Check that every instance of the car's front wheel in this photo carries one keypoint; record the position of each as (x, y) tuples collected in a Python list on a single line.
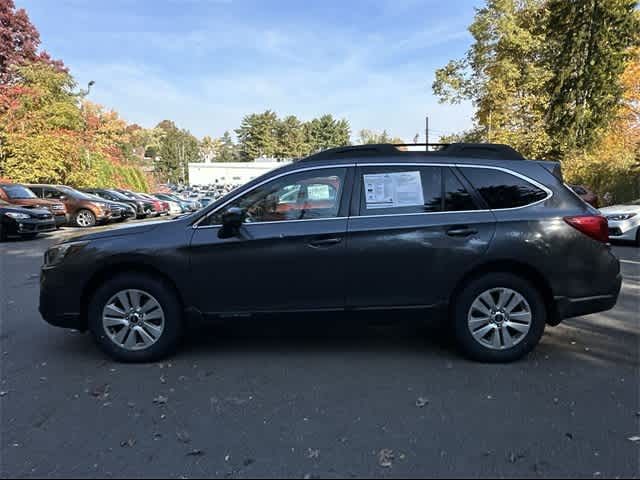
[(499, 317), (85, 218), (136, 318)]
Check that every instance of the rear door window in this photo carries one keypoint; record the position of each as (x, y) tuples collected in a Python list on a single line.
[(389, 190), (456, 196), (501, 189)]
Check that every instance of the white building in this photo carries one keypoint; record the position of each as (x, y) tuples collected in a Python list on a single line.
[(229, 173)]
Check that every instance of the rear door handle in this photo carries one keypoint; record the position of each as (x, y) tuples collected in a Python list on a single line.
[(324, 242), (461, 232)]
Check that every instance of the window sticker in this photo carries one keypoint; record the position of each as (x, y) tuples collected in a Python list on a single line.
[(393, 190)]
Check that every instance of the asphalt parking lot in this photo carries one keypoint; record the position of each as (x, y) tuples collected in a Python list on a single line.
[(275, 401)]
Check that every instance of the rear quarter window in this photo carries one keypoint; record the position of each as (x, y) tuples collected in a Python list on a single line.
[(502, 189)]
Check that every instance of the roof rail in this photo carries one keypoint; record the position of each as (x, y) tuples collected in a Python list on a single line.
[(474, 150)]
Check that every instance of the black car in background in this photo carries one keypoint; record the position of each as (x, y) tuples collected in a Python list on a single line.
[(142, 208), (495, 244), (24, 222)]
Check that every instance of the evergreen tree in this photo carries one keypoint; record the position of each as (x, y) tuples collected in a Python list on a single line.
[(588, 43)]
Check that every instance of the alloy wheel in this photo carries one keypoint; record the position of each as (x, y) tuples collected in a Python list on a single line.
[(85, 219), (499, 318), (133, 319)]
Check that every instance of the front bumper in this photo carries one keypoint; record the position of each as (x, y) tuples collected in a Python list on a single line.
[(61, 219), (59, 302), (30, 226)]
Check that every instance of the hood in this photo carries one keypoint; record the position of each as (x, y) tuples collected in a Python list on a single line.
[(110, 231), (27, 210), (620, 209)]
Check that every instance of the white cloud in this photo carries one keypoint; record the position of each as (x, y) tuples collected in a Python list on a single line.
[(366, 79)]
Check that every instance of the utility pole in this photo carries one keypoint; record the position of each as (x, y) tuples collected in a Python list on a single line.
[(426, 133)]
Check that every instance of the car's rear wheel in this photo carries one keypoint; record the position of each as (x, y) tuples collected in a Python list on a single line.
[(499, 317), (136, 318), (85, 218)]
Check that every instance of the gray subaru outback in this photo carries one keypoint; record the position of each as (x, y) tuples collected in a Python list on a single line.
[(497, 244)]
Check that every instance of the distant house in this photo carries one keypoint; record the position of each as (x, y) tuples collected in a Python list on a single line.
[(231, 173)]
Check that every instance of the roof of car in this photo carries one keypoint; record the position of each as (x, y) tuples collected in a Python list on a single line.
[(413, 152)]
━━━━━━
§ TASK PROMPT:
In repeating the entries, exclude the pictures and alter nothing else.

§ ANSWER TO THIS TASK:
Check that every instance of the car's front wheel in this photo carries one keypoint; record the position of each as (x, y) tuples collected in a Python list on a single line.
[(499, 317), (85, 218), (136, 318)]
Check that every instance of the rear door window in this photo carries one keypoint; record the position of each as (x, y) tuples collected in a Python list on a single line.
[(389, 190), (456, 196), (501, 189)]
Check that every instance of the white building in this photo carries one keypoint; record the position of each as (x, y) tuples collected in a Python list on a single line.
[(229, 173)]
Check that every instance of the rear door handle in this photo carries one keypoint; record the position of each as (x, y) tuples collected in a Python list on a single line.
[(324, 242), (461, 232)]
Check that every instance of the window sticker in this photo carries one keypoint; record the position of each as (x, y) tuples collected in a Python list on a single line.
[(393, 190)]
Check that every instance of the asphalt parking lot in this photo carries one keypoint; record the position of each as (x, y) tuples collected in a Python list on a single line.
[(275, 401)]
Check that every instance of the rear quarter window in this photo carries one keypoint; record the position of each as (x, y) tuples collected in a Python list on a single line.
[(502, 189)]
Check that every instance of the roof rail in this photo carries one keypoint; record the position of each as (x, y) tuples collected in a Python list on a single line.
[(474, 150)]
Check that every instance of the black car in background in this photo carries one keypoint; record the position of each as (x, y) tuples collected in a Python list on a single line.
[(142, 208), (495, 244), (24, 222)]
Check that every instance of the evergreen tree in this photo carries one keypoint; record the position of each as (x, y) tuples collected in a Python list on a single line.
[(588, 43)]
Check that every instance of the alloy wheel in this photo carries one keypoint; record the position of each as (x, y) tuples collected in a Python list on a single line.
[(85, 219), (499, 318), (133, 319)]
Check that every instance of the front bumper in this photo carries one keypoint; record the position of each as (x, y) tuples collected in a Python list on a single line.
[(61, 219), (59, 302), (30, 226)]
Check that every instance of the hood in this photo carries one keypoint; record the position of each as (x, y) tuples collected in a Python list on a single line.
[(110, 231), (27, 210), (620, 209)]
Check that every instance of the white cloud in this photo carries one keypoint; record the position of each as (x, y) tuples collected in a Python list on a single line.
[(366, 79)]
Check that every instance of the utility pole in this photo carries one keypoint; record the position of each as (x, y) tuples collected in a Python list on a single line.
[(426, 133)]
Check that every instance of the car's rear wheel in this photo carries one keypoint; record the position of each as (x, y) tuples collected in a Python list on a single line.
[(499, 317), (136, 318), (85, 218)]
Check that every instance of the gray subaru outback in this photo carries one keypoint; record the position of each as (x, y) tuples collected in a Python list on a single line.
[(497, 244)]
Check that every instance of the distant house in this photo carries one keypoint; record the position of each as (x, y) tuples collected in a Python list on a single line.
[(231, 173)]
Check that every instance of the roof of car in this photo carries one keypoint; record the position of each as (x, y) tuples collected in a Python list on a single line.
[(413, 152)]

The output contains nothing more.